→ **Data under study**:
+===+
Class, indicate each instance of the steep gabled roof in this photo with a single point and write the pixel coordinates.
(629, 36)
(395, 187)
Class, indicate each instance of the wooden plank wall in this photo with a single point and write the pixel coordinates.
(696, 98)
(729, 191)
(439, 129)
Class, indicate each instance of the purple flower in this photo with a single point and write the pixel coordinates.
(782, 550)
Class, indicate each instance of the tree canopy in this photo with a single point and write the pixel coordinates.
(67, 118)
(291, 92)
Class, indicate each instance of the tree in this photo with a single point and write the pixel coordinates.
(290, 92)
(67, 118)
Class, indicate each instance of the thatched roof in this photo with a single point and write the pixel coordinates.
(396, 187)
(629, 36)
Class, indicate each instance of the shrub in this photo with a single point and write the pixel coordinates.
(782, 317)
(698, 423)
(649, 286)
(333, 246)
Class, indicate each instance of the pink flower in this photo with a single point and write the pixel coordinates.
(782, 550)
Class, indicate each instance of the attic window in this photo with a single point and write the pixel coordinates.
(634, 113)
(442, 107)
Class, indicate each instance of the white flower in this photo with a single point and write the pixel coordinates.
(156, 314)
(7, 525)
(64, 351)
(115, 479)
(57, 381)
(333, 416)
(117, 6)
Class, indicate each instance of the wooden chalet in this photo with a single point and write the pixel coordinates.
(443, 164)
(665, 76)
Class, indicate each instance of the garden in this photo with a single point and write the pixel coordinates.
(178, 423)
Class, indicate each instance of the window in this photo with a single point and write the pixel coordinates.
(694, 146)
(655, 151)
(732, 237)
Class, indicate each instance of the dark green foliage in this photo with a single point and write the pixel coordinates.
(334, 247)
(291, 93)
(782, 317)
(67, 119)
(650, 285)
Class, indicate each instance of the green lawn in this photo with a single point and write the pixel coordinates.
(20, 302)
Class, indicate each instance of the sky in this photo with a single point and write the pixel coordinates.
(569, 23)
+===+
→ **What is expected**: Output the material in full, matching it word for word.

→ **Result**:
Class, indicate each instance of the steep gabled roof in this photo with a single point and write the pixel coordinates.
(629, 36)
(395, 187)
Class, indicate each instance of the wooden plank wall in this photo with a single point and write the pixel coordinates.
(696, 98)
(729, 191)
(439, 129)
Class, indicate each instance of the purple flower in this photo with a single point and write the pixel coordinates.
(782, 550)
Class, indicate each instance of the tree canopy in this photo with a single point and write the pixel coordinates.
(67, 118)
(291, 92)
Class, indicate each instance of the tree in this photo with a single point and write the pixel coordinates.
(290, 92)
(67, 118)
Class, indicate each instance of the thatched roof in this photo with a single point and write the pixel coordinates.
(396, 187)
(629, 36)
Class, indicate each instance of the shrub in this photo with a single point and write the pixel coordinates.
(782, 317)
(698, 423)
(649, 286)
(333, 246)
Class, indicate each instance of the pink flower in this photo with a single point and write the pixel coordinates.
(782, 550)
Class, indicate each instance of the attic window in this photo with a single point and write the pixel coordinates.
(634, 113)
(442, 107)
Class, indicate each instance of the white flower in this photo with a single point and write the pixel coordinates.
(156, 314)
(7, 525)
(64, 351)
(115, 479)
(57, 381)
(333, 416)
(117, 6)
Class, indicate each instance of the wooden chalet in this photo with a single point and write the pixel coordinates.
(443, 164)
(665, 76)
Class, indicate each instance of the garden in this photo with a single point and write the pixel coordinates.
(178, 423)
Class, indicate each instance of the window in this photo with a single point and write the pixel coordinates.
(694, 146)
(655, 151)
(732, 237)
Class, indicate each instance of the dark green foliage in this photo with a single point and write the pixel coordinates.
(334, 247)
(291, 93)
(782, 317)
(67, 119)
(650, 285)
Class, indicate each instance of the green lawn in this photo with a single point and write the pixel coordinates.
(20, 302)
Class, indicate each instance of the sky in this photo with a single point and write the pixel coordinates.
(569, 23)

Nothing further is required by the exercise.